■ What the task requires ■
Arrange the stretch of the data from the line containing "[mark] the tire" through the end of the data as a numbered list, leaving out any blank lines.
* start Provided data *
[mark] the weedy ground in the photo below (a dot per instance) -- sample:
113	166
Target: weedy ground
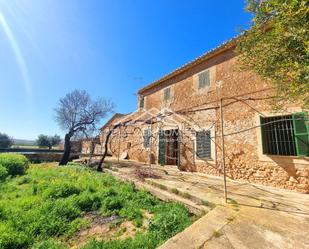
72	207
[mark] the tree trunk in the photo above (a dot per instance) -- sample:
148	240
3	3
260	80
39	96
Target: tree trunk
67	149
92	148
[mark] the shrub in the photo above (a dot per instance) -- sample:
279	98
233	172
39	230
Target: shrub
15	164
49	244
61	190
169	220
3	173
88	202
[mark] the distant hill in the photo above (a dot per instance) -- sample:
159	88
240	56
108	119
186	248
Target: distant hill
24	142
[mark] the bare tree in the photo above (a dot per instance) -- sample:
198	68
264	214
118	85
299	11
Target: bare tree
77	114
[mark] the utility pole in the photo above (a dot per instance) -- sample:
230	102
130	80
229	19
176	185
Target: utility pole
150	143
222	150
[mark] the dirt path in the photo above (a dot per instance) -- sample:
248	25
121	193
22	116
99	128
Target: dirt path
257	216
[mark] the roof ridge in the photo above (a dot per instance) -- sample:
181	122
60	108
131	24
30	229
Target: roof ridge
190	63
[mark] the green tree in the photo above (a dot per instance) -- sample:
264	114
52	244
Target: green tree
276	47
5	141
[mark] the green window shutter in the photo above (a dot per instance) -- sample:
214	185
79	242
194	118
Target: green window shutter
301	133
162	148
203	79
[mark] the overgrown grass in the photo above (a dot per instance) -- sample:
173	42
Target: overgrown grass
49	203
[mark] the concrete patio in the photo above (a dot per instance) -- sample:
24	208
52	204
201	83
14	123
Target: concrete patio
256	216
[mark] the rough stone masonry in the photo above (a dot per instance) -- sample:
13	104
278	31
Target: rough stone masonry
189	108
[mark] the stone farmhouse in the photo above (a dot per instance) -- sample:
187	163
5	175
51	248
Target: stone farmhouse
178	122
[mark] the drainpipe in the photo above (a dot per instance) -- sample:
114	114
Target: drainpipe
223	151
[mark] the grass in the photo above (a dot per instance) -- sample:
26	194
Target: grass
48	206
217	234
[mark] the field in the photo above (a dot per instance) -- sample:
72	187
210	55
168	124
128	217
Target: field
73	207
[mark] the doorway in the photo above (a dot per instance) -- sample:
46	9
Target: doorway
169	147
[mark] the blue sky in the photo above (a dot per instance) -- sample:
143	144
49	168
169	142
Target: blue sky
108	48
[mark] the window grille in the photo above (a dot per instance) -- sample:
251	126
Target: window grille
147	138
203	144
203	79
278	135
167	93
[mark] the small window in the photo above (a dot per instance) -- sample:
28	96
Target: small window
167	93
278	135
147	138
141	102
203	144
203	79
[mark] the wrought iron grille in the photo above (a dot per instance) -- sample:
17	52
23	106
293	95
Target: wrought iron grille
278	135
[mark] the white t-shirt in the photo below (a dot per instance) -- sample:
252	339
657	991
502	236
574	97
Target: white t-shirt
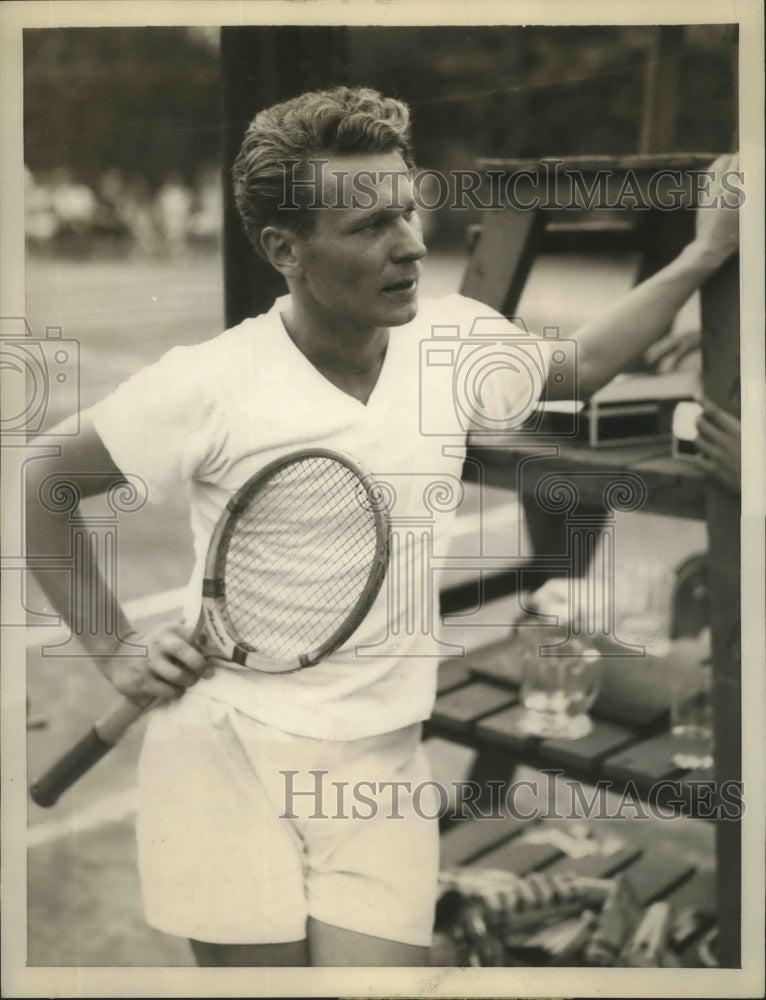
209	416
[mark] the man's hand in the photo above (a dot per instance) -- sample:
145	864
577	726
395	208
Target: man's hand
170	666
719	443
717	218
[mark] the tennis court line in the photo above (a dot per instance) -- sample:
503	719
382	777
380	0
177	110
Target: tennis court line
112	809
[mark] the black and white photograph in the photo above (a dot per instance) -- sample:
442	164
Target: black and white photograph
383	432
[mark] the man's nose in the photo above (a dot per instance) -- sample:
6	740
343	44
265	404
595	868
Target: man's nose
410	245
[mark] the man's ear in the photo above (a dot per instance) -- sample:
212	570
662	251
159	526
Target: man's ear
280	245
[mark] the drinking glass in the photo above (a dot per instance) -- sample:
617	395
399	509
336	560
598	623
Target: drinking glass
691	708
557	688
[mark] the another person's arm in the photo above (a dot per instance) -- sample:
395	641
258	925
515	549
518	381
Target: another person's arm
170	664
623	332
719	441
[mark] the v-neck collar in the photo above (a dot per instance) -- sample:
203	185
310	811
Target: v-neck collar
317	375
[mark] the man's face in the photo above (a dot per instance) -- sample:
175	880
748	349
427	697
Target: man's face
360	263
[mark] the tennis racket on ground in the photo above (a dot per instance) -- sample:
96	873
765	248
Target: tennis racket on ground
293	566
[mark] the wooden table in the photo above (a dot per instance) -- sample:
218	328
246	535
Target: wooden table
629	752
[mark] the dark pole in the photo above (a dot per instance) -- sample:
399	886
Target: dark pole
261	66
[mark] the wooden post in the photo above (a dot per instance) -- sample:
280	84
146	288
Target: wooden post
721	380
660	110
261	66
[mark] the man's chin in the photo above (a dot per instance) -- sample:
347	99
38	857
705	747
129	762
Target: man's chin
404	313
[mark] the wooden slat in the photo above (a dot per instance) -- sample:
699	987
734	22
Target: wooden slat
655	874
503	730
673	486
498	267
645	762
587	752
588	164
466	840
721	380
635	691
457	710
520	858
697	894
452	674
597	865
497	664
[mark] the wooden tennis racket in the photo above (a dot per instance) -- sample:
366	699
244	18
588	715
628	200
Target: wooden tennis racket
293	566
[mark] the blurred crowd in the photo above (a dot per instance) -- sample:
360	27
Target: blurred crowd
66	215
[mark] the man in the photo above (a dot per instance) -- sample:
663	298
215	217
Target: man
334	363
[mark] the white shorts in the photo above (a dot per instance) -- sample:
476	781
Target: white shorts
232	850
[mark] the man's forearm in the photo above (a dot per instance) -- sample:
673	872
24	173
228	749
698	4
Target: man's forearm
624	331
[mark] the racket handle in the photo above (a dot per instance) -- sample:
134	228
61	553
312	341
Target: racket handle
87	752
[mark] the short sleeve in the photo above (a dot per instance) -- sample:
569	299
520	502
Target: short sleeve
164	423
502	369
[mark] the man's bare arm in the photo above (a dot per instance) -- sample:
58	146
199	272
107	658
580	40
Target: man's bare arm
170	663
624	331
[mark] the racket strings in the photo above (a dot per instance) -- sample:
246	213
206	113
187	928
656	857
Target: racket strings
299	558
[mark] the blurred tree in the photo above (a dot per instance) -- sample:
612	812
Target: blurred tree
147	99
142	99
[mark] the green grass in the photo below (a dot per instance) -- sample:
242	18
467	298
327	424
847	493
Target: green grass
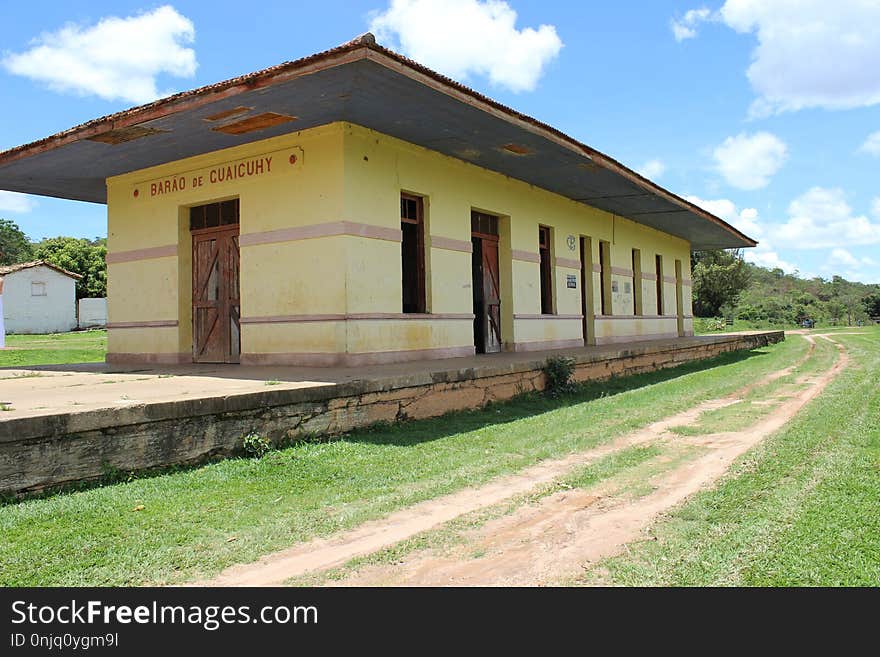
54	349
455	532
702	324
800	509
183	532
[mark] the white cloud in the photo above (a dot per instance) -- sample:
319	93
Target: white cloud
116	59
748	161
821	218
686	27
852	267
17	203
469	37
652	169
872	144
810	53
747	221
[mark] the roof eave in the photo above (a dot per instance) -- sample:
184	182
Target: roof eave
363	47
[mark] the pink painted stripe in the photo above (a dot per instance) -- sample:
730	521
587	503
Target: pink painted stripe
609	317
450	244
314	231
635	338
162	323
307	359
568	262
141	254
527	316
546	345
525	256
353	317
122	358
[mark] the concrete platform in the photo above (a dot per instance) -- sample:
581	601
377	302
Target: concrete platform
69	423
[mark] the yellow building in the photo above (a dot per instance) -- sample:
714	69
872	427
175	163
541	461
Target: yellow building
354	207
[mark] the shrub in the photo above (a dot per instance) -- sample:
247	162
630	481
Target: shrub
256	445
558	370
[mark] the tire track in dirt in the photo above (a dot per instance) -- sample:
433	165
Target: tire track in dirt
324	553
565	532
* end Provided data *
■ Output below ■
1. [mark] the tire track in dirt in the photo above (a dot per instance) -- sample:
2. 433	165
3. Target: tire track in dirt
4. 324	553
5. 565	532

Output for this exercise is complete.